Arbeitsanweisung ->
Nennen Sie sämtliche Sätze im Textauszug zum Corporate Publishing, die mit einem Fragezeichen schließen.

Textauszug ->
☆ ☆ ☆ ☆ ☆ ☆ ☆
Ex-Spex-Chef über Corporate Publishing: "Ich hatte noch nie so viele Freiheiten"
Der frühere "Spex"-Chefredakteur Max Dax leitet nun das Telekom-Magazin "Electronic Beats" - und fühlt sich darin als Avantgarde.
taz: Herr Dax, warum sind Sie von der diskursprägenden Zeitschrift Spex ins Corporate Publishing gewechselt, zur ungeliebten Telekom?
Max Dax: Wer sagt denn, dass man im Corporate Publishing keine Diskurse prägen kann? Mich reizte die Internationalität. Electronic Beats erscheint in weiten Teilen Europas, in englischer Sprache. Das ist eine Herausforderung.
Anders gefragt: In Medienkreisen steht man privaten Geldgebern sehr kritisch gegenüber. Hatten Sie gar keine Bedenken?
☆ ☆ ☆ ☆ ☆ ☆ ☆
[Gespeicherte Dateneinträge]
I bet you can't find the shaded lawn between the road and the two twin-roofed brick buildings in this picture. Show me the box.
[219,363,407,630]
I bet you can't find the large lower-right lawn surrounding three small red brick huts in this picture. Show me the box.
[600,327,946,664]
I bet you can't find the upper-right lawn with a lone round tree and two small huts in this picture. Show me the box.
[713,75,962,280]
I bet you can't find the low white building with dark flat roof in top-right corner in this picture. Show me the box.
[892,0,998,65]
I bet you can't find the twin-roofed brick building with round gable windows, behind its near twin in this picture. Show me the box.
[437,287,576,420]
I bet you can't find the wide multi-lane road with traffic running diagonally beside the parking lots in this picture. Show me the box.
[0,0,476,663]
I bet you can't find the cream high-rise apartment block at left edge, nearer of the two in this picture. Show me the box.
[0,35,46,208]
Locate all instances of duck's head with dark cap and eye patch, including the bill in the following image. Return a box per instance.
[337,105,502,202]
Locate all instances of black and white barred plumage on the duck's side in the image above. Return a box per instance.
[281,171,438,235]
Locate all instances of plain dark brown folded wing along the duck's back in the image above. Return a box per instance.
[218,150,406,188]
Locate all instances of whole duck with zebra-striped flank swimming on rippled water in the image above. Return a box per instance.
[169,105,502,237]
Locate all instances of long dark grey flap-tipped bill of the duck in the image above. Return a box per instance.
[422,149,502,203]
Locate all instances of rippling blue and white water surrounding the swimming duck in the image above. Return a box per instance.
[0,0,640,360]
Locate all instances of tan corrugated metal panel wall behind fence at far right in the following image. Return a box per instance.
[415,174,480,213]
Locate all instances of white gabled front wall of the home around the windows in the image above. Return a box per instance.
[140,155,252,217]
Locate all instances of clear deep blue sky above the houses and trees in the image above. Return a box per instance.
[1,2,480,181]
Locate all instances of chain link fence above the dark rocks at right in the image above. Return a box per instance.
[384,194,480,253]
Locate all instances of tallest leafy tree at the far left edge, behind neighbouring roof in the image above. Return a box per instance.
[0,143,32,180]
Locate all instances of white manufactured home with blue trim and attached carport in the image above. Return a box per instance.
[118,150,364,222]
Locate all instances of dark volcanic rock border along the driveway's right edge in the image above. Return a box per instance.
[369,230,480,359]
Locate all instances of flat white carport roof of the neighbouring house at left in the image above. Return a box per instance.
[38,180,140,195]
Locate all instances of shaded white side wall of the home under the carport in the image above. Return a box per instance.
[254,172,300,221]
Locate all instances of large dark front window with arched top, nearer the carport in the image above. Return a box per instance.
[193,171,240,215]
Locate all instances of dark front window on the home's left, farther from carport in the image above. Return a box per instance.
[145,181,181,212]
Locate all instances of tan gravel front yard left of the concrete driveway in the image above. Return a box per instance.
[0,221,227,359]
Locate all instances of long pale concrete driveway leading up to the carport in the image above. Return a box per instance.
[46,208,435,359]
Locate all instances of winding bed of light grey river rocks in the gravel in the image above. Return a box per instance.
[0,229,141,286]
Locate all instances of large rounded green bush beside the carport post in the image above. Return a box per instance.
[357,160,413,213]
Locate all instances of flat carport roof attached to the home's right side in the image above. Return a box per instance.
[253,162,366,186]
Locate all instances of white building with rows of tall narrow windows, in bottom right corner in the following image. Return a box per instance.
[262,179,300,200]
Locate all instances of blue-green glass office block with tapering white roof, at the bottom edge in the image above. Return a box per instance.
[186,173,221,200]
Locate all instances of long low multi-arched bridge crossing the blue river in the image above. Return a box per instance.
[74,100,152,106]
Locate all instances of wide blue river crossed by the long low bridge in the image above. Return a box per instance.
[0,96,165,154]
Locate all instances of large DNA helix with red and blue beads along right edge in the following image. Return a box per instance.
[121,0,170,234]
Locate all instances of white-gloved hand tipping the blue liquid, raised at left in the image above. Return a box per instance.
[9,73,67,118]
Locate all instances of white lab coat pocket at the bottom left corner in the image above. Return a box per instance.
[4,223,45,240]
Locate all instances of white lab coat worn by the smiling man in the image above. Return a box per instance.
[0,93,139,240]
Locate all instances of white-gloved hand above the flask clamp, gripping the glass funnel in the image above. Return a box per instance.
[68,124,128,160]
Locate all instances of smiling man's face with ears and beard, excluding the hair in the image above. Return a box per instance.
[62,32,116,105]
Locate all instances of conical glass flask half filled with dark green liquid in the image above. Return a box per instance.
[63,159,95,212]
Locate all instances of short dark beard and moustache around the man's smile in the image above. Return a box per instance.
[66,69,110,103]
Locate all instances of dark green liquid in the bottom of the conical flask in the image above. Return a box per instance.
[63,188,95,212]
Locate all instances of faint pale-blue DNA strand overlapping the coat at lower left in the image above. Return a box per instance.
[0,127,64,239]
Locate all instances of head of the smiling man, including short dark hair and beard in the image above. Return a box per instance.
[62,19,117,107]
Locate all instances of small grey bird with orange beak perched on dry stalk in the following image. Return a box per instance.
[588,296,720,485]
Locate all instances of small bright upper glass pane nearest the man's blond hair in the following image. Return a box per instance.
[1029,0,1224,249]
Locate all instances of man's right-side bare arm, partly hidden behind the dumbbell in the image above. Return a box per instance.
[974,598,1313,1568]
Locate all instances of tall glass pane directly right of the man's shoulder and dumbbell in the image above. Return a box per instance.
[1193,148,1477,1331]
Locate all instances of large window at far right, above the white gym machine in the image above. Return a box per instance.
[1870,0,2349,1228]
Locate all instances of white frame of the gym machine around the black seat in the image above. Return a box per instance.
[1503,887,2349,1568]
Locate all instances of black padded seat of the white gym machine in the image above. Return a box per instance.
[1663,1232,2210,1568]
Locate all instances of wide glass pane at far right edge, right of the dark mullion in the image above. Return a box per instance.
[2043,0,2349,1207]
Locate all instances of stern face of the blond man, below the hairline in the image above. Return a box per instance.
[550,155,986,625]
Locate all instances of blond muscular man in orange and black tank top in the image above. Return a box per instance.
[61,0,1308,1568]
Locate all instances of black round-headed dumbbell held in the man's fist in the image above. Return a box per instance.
☆ ☆ ☆ ☆ ☆ ☆ ☆
Antwort ->
- Herr Dax, warum sind Sie von der diskursprägenden Zeitschrift Spex ins Corporate Publishing gewechselt, zur ungeliebten Telekom?
- Wer sagt denn, dass man im Corporate Publishing keine Diskurse prägen kann?
- Hatten Sie gar keine Bedenken?